Set exercise – From the first line of the rows up to and including the line that contains "xmin=871 ymin=72 xmax=1359 ymax=594", write every line out again, but multiply each bounding-box coordinate in the answers by 2.5 and round to whole numbers, with halves rounding up. Leave the box_example values unchanged, and omit the pictures.

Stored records
++++++

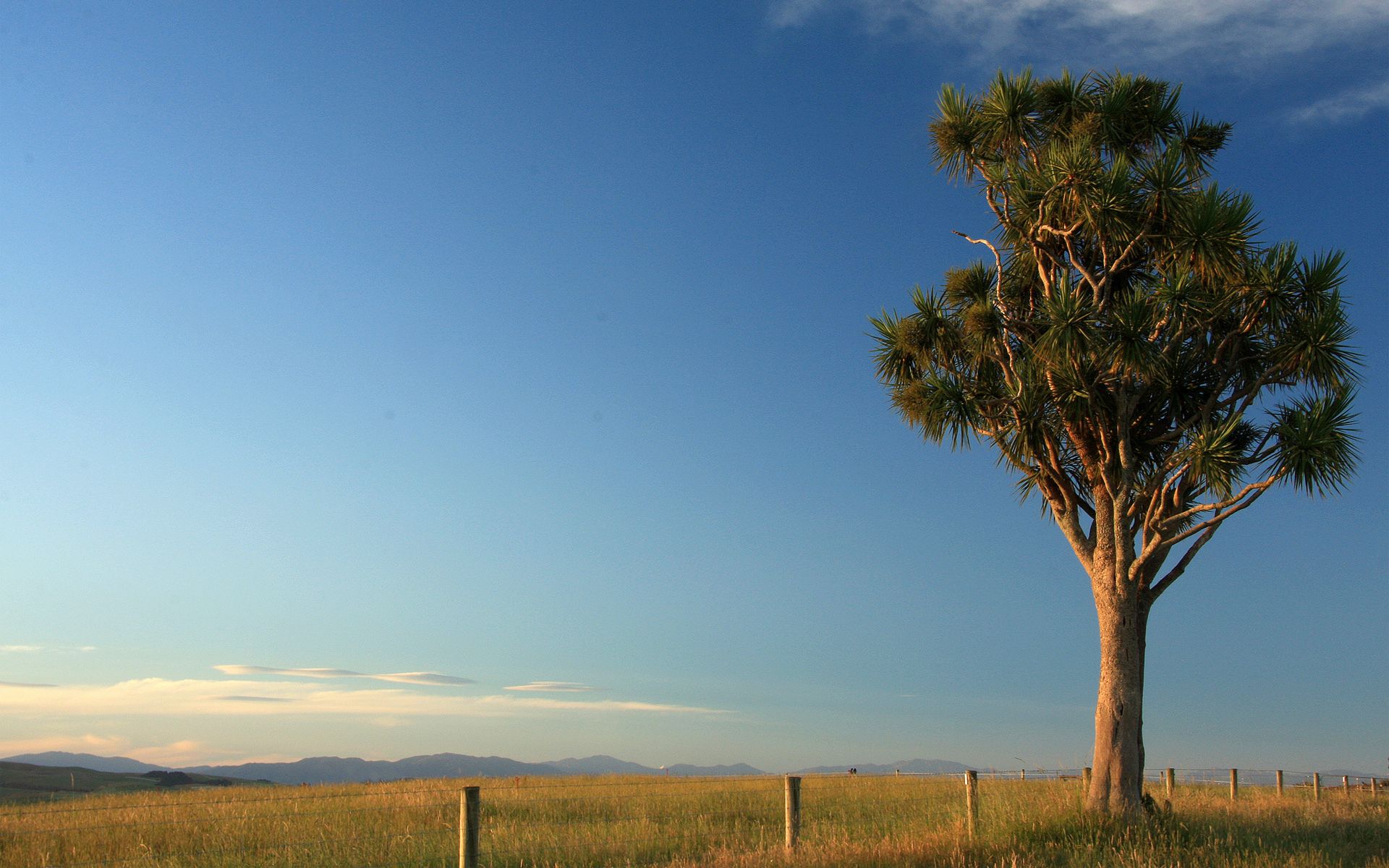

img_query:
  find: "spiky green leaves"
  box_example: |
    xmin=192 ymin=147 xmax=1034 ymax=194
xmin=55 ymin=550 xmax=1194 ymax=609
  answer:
xmin=1271 ymin=389 xmax=1360 ymax=495
xmin=872 ymin=72 xmax=1359 ymax=556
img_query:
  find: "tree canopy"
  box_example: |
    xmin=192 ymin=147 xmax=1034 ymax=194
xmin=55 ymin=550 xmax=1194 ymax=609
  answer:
xmin=872 ymin=72 xmax=1357 ymax=603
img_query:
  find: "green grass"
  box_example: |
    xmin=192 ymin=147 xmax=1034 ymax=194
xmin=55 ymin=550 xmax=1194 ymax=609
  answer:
xmin=0 ymin=776 xmax=1389 ymax=868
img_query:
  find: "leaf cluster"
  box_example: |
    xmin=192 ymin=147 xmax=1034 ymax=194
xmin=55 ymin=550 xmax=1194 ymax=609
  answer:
xmin=871 ymin=72 xmax=1359 ymax=594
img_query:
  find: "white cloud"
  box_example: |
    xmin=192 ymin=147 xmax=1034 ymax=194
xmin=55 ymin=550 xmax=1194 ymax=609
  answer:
xmin=367 ymin=672 xmax=477 ymax=687
xmin=213 ymin=664 xmax=367 ymax=678
xmin=0 ymin=733 xmax=299 ymax=768
xmin=0 ymin=735 xmax=130 ymax=757
xmin=213 ymin=664 xmax=477 ymax=687
xmin=0 ymin=678 xmax=728 ymax=718
xmin=506 ymin=681 xmax=600 ymax=693
xmin=767 ymin=0 xmax=1389 ymax=68
xmin=1289 ymin=80 xmax=1389 ymax=124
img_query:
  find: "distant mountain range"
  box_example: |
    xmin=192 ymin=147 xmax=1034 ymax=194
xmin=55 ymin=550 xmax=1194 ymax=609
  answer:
xmin=6 ymin=752 xmax=1357 ymax=786
xmin=6 ymin=750 xmax=944 ymax=783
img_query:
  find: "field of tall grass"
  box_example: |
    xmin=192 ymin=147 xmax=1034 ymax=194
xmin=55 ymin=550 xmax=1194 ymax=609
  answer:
xmin=0 ymin=776 xmax=1389 ymax=868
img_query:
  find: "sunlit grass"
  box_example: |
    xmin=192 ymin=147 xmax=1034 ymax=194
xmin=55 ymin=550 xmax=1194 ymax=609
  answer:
xmin=0 ymin=775 xmax=1389 ymax=868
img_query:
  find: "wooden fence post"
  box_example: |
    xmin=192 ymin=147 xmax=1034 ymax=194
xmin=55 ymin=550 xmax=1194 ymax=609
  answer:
xmin=459 ymin=786 xmax=482 ymax=868
xmin=786 ymin=775 xmax=800 ymax=850
xmin=964 ymin=770 xmax=980 ymax=841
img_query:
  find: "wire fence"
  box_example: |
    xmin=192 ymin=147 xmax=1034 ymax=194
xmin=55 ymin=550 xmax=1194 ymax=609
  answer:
xmin=0 ymin=768 xmax=1389 ymax=868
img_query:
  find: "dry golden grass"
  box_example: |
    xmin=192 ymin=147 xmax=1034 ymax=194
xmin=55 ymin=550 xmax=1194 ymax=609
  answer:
xmin=0 ymin=776 xmax=1389 ymax=868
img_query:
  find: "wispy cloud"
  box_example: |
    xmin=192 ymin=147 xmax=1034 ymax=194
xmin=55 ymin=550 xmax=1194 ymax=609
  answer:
xmin=0 ymin=678 xmax=729 ymax=718
xmin=1289 ymin=79 xmax=1389 ymax=124
xmin=506 ymin=681 xmax=601 ymax=693
xmin=767 ymin=0 xmax=1389 ymax=68
xmin=213 ymin=664 xmax=477 ymax=687
xmin=0 ymin=733 xmax=287 ymax=767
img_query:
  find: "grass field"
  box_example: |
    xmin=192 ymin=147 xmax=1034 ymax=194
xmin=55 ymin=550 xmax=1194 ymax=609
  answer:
xmin=0 ymin=776 xmax=1389 ymax=868
xmin=0 ymin=761 xmax=264 ymax=809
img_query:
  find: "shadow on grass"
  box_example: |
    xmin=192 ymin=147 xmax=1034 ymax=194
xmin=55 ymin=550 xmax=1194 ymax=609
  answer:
xmin=975 ymin=807 xmax=1389 ymax=867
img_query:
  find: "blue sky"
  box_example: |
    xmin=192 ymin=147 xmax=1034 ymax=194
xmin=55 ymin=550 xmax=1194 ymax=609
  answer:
xmin=0 ymin=0 xmax=1389 ymax=771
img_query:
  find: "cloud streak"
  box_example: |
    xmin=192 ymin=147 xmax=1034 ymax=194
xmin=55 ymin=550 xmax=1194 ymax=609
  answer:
xmin=1289 ymin=79 xmax=1389 ymax=124
xmin=503 ymin=681 xmax=601 ymax=693
xmin=213 ymin=664 xmax=477 ymax=687
xmin=0 ymin=678 xmax=729 ymax=718
xmin=767 ymin=0 xmax=1389 ymax=67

++++++

Solved exercise –
img_query:
  find: "spiky green leaves"
  box_example: |
    xmin=192 ymin=147 xmax=1034 ymax=194
xmin=55 ymin=550 xmax=1194 ymax=609
  answer:
xmin=3178 ymin=973 xmax=3400 ymax=1238
xmin=2180 ymin=180 xmax=3398 ymax=1390
img_query:
  find: "tree canopy"
  box_example: |
    xmin=192 ymin=147 xmax=1034 ymax=194
xmin=55 ymin=550 xmax=1194 ymax=609
  answer:
xmin=2180 ymin=180 xmax=3393 ymax=1508
img_query:
  find: "green grass"
  box_example: |
    xmin=192 ymin=147 xmax=1034 ymax=194
xmin=55 ymin=550 xmax=1194 ymax=609
  answer:
xmin=0 ymin=1940 xmax=3473 ymax=2170
img_query:
  find: "leaf cluster"
  box_example: |
    xmin=192 ymin=147 xmax=1034 ymax=194
xmin=55 ymin=550 xmax=1194 ymax=609
  answer:
xmin=2178 ymin=180 xmax=3398 ymax=1485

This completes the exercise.